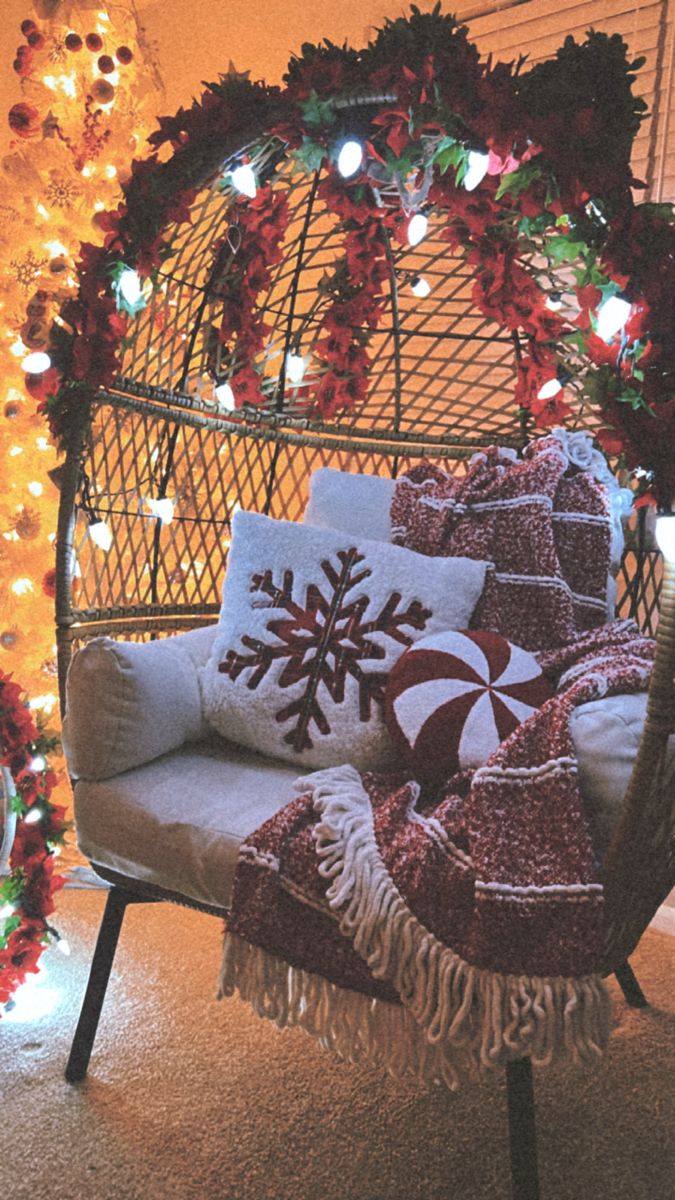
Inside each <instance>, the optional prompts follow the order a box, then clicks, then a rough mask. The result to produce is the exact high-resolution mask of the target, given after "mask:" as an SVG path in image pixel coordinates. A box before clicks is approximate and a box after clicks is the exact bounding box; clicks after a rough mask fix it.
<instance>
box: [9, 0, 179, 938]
mask: <svg viewBox="0 0 675 1200" xmlns="http://www.w3.org/2000/svg"><path fill="white" fill-rule="evenodd" d="M26 7H29V6H26ZM31 11H32V16H29V17H26V19H25V20H23V22H22V25H20V41H19V44H18V47H17V52H16V56H14V60H13V70H14V72H16V76H17V85H18V96H19V98H17V102H16V103H14V104H12V107H11V109H10V112H8V114H7V120H8V125H10V137H11V143H10V154H8V155H7V156H6V157H5V160H4V161H2V169H1V170H0V378H1V379H2V388H1V390H0V467H1V472H2V479H4V487H2V491H1V493H0V672H1V673H2V676H4V677H7V676H11V677H13V678H14V679H20V684H22V688H23V689H25V692H26V694H28V696H30V701H29V702H28V707H29V709H30V710H31V716H32V718H35V720H36V721H37V724H38V726H40V728H41V731H43V732H44V734H46V736H49V734H52V733H53V732H55V731H56V727H58V695H56V683H55V676H56V662H55V646H54V632H53V630H54V613H53V598H54V574H55V572H54V569H53V558H54V553H53V542H54V539H55V529H56V509H58V499H59V493H58V486H59V462H58V457H56V451H55V449H54V446H53V444H52V443H50V440H49V437H48V436H47V431H46V428H44V419H43V416H41V415H38V414H37V412H36V409H37V404H36V401H35V398H34V397H31V396H30V394H28V392H26V383H28V382H29V377H28V374H26V371H28V370H29V367H30V365H31V362H35V355H44V353H46V348H47V343H48V334H49V326H50V324H52V320H53V319H54V317H55V316H56V314H58V312H59V310H60V307H61V305H62V304H64V301H65V300H66V299H67V298H68V296H70V295H73V294H74V293H76V290H77V278H76V274H77V272H76V262H77V259H78V257H79V245H80V242H82V241H88V242H92V241H94V242H102V241H103V238H104V228H103V224H102V223H101V221H100V215H101V214H103V212H106V211H107V210H109V209H113V208H114V206H115V205H117V204H118V203H119V198H120V185H121V182H123V181H124V179H125V178H126V173H127V172H129V163H130V161H131V158H132V157H133V154H135V151H136V150H137V149H138V148H139V146H141V145H142V144H143V142H144V140H145V138H147V137H148V134H149V132H150V130H151V128H153V126H154V114H155V112H156V109H157V106H159V104H160V103H161V95H162V83H161V74H160V71H159V66H157V62H156V58H155V54H154V50H153V47H151V46H149V44H148V42H147V41H145V38H144V34H143V29H142V26H141V24H139V22H138V16H137V12H136V7H135V4H133V0H126V2H123V4H115V5H114V8H110V11H108V10H107V8H104V7H102V6H101V7H98V6H95V5H90V4H79V5H77V7H76V6H73V5H71V4H59V2H52V4H49V5H48V6H46V5H44V4H42V2H40V0H36V4H35V5H34V6H32V10H31ZM55 766H56V767H59V764H58V763H55ZM59 769H60V772H61V774H62V768H59ZM53 782H54V784H55V779H54V780H53ZM62 804H64V805H67V804H70V797H68V794H67V791H66V790H65V788H64V796H62ZM68 853H70V857H71V859H74V853H76V852H74V851H73V850H72V848H70V851H68V852H67V853H66V854H65V862H66V865H67V862H68ZM17 913H18V910H17V908H16V907H14V910H13V912H12V918H11V919H12V920H16V919H17ZM4 936H6V928H4V918H0V942H1V940H2V937H4Z"/></svg>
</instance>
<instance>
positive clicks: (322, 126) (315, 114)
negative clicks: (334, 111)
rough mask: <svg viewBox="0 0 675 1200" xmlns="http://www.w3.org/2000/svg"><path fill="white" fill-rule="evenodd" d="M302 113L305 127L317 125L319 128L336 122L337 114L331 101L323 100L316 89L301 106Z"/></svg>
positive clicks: (320, 127)
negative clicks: (335, 114) (335, 120)
mask: <svg viewBox="0 0 675 1200" xmlns="http://www.w3.org/2000/svg"><path fill="white" fill-rule="evenodd" d="M300 112H301V114H303V120H304V122H305V125H316V126H317V128H321V127H323V126H324V125H333V124H334V122H335V112H334V108H333V101H331V100H321V98H319V96H318V95H317V92H316V91H315V89H313V88H312V90H311V91H310V94H309V96H307V98H306V100H305V101H304V102H303V103H301V104H300Z"/></svg>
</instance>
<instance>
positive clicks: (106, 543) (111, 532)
mask: <svg viewBox="0 0 675 1200" xmlns="http://www.w3.org/2000/svg"><path fill="white" fill-rule="evenodd" d="M89 536H90V538H91V541H92V542H94V545H95V546H98V550H106V551H108V550H109V548H110V546H112V545H113V534H112V532H110V527H109V526H108V524H107V523H106V522H104V521H92V522H91V524H90V526H89Z"/></svg>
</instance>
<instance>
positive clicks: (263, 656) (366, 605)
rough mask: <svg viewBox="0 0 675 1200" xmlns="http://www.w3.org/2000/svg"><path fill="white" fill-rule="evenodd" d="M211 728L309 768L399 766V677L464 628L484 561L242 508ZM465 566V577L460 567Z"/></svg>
mask: <svg viewBox="0 0 675 1200" xmlns="http://www.w3.org/2000/svg"><path fill="white" fill-rule="evenodd" d="M232 528H233V533H232V546H231V554H229V563H228V569H227V576H226V583H225V590H223V604H222V611H221V619H220V631H219V634H217V635H216V638H215V642H214V648H213V653H211V658H210V660H209V662H208V665H207V667H205V668H204V671H203V674H202V695H203V707H204V714H205V716H207V720H208V721H209V722H210V724H211V725H214V726H215V727H216V728H217V730H219V731H220V732H221V733H222V734H225V737H227V738H228V739H229V740H231V742H235V743H239V744H243V745H246V746H251V748H252V749H255V750H258V751H262V752H263V754H269V755H273V756H274V757H279V758H287V760H291V761H292V762H295V763H298V764H300V766H301V767H330V766H336V764H340V763H345V762H351V763H353V764H354V766H356V767H357V768H358V769H360V770H368V769H378V768H382V767H387V766H392V751H393V746H392V742H390V739H389V736H388V733H387V728H386V725H384V691H386V685H387V679H388V676H389V671H390V670H392V667H393V665H394V662H395V661H396V660H398V659H399V656H400V655H401V654H402V653H404V650H405V649H406V648H407V647H408V646H411V644H412V643H413V642H414V641H417V640H418V638H419V637H420V636H423V635H424V634H425V632H434V631H436V630H440V629H447V628H458V623H459V624H461V625H466V624H467V623H468V620H470V618H471V613H472V611H473V607H474V605H476V602H477V600H478V596H479V594H480V590H482V587H483V580H484V572H485V564H484V563H468V560H465V559H461V560H458V559H437V560H436V562H432V560H431V559H428V558H423V557H422V556H419V554H416V553H413V552H412V551H407V550H404V548H402V547H400V546H393V545H390V544H386V542H376V541H369V540H366V539H359V538H354V535H353V534H346V533H340V532H337V530H334V529H318V528H312V527H311V526H309V524H294V523H292V522H287V521H273V520H271V518H270V517H265V516H262V515H259V514H255V512H241V511H240V512H237V514H235V516H234V518H233V527H232ZM458 562H461V563H464V564H465V565H466V569H467V570H466V572H465V574H466V577H465V578H464V577H462V578H461V581H460V580H458V570H456V563H458Z"/></svg>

____

What is required.
Looking at the entries above, can you reproduce exactly the lines from the one that holds "negative clicks: (334, 111)" through the one that holds "positive clicks: (320, 127)", and only those?

Solved exercise.
negative clicks: (334, 111)
rough mask: <svg viewBox="0 0 675 1200" xmlns="http://www.w3.org/2000/svg"><path fill="white" fill-rule="evenodd" d="M302 113L305 127L317 125L319 128L336 122L337 114L331 101L323 100L316 89L301 106Z"/></svg>
positive clicks: (320, 127)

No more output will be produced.